### SUPPLIED INFORMATION
################

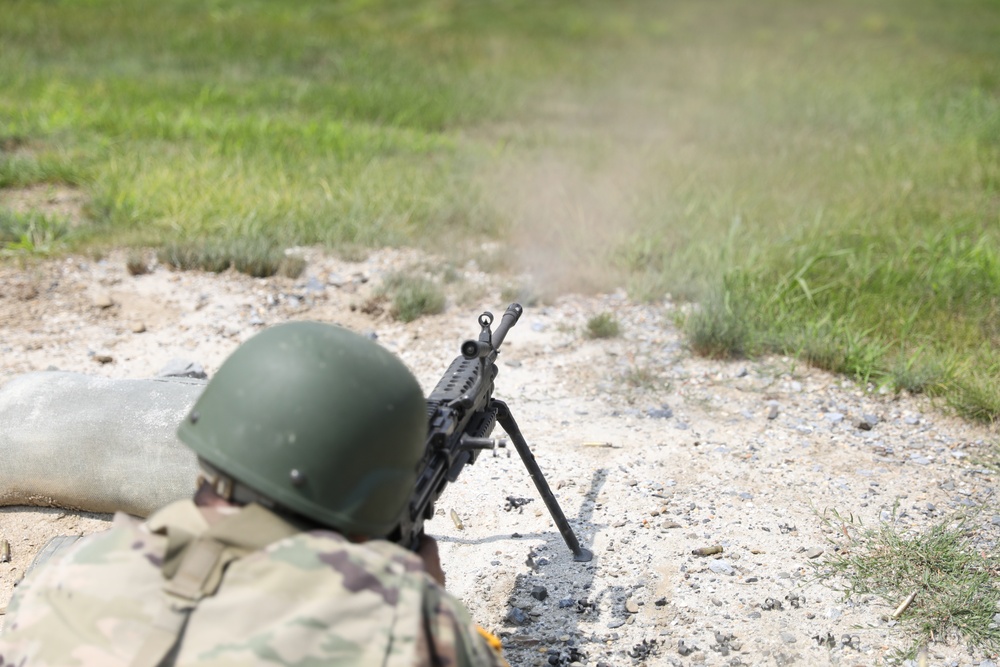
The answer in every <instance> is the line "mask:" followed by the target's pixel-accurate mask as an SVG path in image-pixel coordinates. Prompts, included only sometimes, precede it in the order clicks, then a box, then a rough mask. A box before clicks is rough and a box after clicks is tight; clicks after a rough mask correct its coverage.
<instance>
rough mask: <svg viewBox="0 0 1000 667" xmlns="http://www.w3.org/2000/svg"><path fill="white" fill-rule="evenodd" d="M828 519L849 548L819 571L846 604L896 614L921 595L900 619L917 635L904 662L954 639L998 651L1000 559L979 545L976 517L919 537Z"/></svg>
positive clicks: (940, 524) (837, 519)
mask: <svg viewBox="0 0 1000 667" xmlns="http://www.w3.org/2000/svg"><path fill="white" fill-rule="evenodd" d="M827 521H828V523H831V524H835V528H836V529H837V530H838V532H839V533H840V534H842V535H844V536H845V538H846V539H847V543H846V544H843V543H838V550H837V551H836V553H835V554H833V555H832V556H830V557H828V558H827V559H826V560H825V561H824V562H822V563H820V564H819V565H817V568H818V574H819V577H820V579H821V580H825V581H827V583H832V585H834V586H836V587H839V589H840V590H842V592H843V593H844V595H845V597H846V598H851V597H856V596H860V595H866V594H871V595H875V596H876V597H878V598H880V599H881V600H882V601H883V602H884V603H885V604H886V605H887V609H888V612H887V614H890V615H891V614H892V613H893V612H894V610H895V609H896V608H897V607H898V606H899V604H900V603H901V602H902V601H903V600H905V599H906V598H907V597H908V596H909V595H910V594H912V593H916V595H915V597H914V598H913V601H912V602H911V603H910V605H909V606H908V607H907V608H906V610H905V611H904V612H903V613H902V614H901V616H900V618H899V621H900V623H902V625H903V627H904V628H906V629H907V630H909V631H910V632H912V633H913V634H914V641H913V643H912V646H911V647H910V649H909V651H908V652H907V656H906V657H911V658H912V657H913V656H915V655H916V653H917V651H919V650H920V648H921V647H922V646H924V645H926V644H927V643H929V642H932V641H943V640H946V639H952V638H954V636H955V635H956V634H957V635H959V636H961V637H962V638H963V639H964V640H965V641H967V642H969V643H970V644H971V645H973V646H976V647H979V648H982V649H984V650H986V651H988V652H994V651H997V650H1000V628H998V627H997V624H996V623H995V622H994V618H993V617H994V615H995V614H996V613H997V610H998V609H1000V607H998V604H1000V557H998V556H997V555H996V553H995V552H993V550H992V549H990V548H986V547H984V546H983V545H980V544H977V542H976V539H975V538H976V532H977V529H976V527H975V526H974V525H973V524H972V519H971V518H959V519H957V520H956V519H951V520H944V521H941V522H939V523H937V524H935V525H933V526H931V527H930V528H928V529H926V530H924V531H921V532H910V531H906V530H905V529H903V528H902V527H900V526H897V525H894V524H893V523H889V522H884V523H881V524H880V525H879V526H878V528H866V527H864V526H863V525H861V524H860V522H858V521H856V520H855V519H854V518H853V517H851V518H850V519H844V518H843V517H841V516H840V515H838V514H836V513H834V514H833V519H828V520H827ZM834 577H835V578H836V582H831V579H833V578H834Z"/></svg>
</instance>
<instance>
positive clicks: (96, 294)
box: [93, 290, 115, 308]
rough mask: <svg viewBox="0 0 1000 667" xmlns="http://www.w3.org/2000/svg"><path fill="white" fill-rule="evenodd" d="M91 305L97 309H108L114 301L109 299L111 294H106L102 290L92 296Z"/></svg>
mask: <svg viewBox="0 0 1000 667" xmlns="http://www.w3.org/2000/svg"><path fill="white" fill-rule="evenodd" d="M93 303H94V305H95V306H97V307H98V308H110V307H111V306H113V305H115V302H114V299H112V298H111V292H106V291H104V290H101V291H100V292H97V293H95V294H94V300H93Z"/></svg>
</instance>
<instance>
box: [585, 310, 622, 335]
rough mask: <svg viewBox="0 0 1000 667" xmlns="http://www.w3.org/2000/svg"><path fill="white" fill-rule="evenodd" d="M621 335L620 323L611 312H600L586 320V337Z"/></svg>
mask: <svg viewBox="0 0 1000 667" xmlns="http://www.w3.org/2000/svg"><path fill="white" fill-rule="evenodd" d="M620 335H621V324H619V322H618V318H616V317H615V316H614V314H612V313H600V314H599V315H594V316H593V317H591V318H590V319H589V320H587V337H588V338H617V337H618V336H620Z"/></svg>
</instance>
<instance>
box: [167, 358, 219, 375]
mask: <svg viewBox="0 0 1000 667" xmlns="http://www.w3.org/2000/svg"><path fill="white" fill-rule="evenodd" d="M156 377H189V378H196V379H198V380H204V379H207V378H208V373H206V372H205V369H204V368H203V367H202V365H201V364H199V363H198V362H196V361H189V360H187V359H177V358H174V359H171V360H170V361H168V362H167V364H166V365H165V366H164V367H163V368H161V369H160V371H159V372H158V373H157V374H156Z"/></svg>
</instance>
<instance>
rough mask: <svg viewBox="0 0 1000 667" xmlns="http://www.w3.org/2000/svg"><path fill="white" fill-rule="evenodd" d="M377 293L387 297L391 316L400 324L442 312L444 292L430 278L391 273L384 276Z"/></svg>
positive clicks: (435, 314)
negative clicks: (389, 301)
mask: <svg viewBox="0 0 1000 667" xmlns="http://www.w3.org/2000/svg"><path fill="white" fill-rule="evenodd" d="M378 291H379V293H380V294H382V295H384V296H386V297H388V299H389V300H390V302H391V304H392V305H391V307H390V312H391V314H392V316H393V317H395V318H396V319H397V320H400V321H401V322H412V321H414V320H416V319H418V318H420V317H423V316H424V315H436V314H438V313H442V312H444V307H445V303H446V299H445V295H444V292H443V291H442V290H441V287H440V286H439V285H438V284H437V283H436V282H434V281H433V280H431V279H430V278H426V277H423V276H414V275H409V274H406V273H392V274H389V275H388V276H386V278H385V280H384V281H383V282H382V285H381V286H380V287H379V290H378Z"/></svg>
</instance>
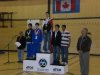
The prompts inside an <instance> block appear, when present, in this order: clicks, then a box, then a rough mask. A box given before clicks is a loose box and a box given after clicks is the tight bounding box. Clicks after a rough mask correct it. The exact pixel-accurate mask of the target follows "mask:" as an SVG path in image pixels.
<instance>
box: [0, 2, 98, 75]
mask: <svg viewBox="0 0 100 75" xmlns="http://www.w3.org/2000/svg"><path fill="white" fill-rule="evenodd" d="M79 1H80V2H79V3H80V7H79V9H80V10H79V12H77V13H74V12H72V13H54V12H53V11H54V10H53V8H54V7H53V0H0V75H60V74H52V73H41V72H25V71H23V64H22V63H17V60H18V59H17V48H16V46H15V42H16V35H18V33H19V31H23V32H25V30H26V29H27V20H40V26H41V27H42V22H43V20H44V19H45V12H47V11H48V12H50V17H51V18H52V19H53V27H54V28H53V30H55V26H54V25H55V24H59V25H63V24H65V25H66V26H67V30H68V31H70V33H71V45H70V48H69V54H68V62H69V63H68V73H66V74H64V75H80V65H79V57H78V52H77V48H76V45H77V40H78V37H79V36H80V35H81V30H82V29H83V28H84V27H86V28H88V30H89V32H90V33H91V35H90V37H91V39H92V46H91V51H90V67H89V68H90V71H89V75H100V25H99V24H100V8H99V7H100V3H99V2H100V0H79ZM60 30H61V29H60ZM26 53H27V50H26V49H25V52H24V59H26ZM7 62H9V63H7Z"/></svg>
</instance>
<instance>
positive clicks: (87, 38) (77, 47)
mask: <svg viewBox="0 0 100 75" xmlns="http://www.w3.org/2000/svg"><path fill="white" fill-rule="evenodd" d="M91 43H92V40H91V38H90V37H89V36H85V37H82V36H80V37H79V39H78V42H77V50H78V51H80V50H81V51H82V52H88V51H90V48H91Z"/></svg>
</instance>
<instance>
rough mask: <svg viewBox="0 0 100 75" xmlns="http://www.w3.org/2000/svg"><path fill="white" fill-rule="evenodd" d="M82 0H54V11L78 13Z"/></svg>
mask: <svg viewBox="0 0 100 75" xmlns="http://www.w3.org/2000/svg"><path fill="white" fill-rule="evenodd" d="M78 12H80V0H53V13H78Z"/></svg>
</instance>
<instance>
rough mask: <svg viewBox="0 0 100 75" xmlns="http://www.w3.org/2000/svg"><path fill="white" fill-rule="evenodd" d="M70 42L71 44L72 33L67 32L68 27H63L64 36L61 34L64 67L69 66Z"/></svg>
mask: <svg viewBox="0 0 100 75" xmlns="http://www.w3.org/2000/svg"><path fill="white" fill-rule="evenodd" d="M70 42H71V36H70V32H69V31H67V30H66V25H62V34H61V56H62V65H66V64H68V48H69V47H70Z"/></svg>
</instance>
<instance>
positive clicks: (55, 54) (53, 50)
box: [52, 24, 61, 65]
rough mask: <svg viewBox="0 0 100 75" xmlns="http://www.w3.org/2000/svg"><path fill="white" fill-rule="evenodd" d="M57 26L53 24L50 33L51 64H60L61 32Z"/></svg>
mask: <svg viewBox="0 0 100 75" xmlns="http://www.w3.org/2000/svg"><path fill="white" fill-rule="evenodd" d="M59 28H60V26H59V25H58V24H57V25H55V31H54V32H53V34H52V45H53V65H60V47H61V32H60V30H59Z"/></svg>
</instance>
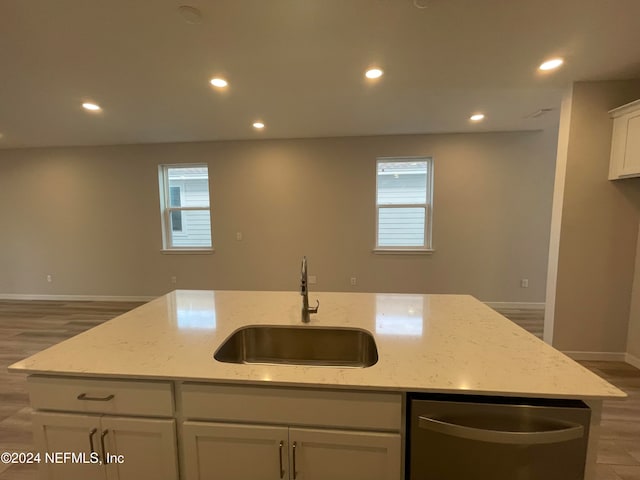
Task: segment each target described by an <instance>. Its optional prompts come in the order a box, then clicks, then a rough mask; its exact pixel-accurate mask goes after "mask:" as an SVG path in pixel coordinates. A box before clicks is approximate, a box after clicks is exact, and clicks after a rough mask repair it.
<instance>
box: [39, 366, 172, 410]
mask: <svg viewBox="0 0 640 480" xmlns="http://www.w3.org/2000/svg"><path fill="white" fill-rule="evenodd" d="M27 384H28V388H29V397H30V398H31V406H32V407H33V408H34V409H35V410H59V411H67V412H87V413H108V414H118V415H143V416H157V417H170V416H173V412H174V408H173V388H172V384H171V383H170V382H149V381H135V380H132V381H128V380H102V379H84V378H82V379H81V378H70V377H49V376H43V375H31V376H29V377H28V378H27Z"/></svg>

################

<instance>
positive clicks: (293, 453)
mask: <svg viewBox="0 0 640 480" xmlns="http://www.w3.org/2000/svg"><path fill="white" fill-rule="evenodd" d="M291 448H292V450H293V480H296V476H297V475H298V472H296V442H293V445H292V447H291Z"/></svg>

################

### YOUR GOAL
Lines with "accurate" in the records above: copy every one of them.

### RESULT
The answer in every <instance> is the line "mask:" followed by the target's pixel-accurate mask as an SVG path in image-pixel coordinates. Prompts, included only sometimes, precede it in the order clicks, then a box, then a rough mask. A box before clicks is rough and a box after clicks is tight; clicks after a rough mask correct its coverage.
The prompts inside an <instance> block appear, when present, in this order: clicks, then a box, then a rough mask. A box given before clicks is a loose box and a box given after clicks is the tight bounding box. Clicks after a rough mask correct it. The exact pixel-accurate mask of the target follows "mask:" as an SVG path in image pixels.
Task: segment each target described by an <instance>. Its optional prompts come in the order a box, then clicks, then a rough mask; its exact pixel-accurate mask goes after "mask:" as an SVG path in pixel coordinates. A box before clicks is approximate, a box after clicks is exact, and clicks after a rough mask repair it.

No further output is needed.